-- Required actions --
a) From the page on translation with CLTK, list the things the model can use instead of translating from scratch.
b) Pick up the page on translation with CLTK after its last line and continue it.

-- Page text --
Translation

Translation with CLTK

This document describes how to obtain machine translations from CLTK’s GenAI pipelines, how translations are represented in the data model, and how to request non‑English targets.

Translations run after morphosyntax, dependency, and enrichment steps so the model can use glosses, lemma translations, idiom spans, and pedagogy notes rather than translating from scratch.

Example

from cltk import NLP

# Language with a GenAI pipeline, using OpenAI as backend
nlp = NLP(language_code="lati1261", backend="openai", model="gpt-5-mini", suppress_banner=True)

doc = nlp.analyze("Gallia est omnis divisa in partes tres.")

# Access translations
# print(doc.translation)                      # document-level string
# print(doc.translations)                     # list[Translation] (per sentence)

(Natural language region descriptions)
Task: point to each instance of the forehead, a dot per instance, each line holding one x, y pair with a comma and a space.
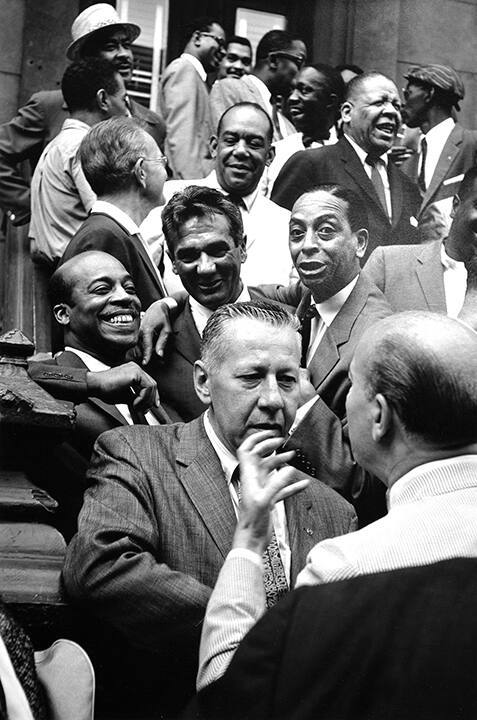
245, 121
199, 230
257, 343
319, 204
375, 86
239, 49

-- Numbered responses --
a) glosses, lemma translations, idiom spans, pedagogy notes

b)
print("Translation:", doc.sentences[0].translation.text)    # first sentence translation
print("Notes:", doc.sentences[0].translation.notes)   # notes on difficult decisions

The above outputs:

Translation: All of Gaul is divided into three parts.
Notes: The participle divisa (perfect passive) with est yields a present-state reading—'is divided'—rather than a simple past. omnis modifies Gallia ('all of Gaul').

Outputs:

doc.translation: concatenated translation text (when sentences were translated)
doc.translations: list of Translation objects (text, notes, source_lang_id, target_lang_id)
sentence.translation: structured translation for that sentence

Requesting a non‑English target

The default target language is U.S. English ("en-US"), but this may be changed. First, subclass LatinGenAITranslationProcess and adjust the target language by changing target_language and target_language_id.

"""End-to-end example of translating into a non-English language."""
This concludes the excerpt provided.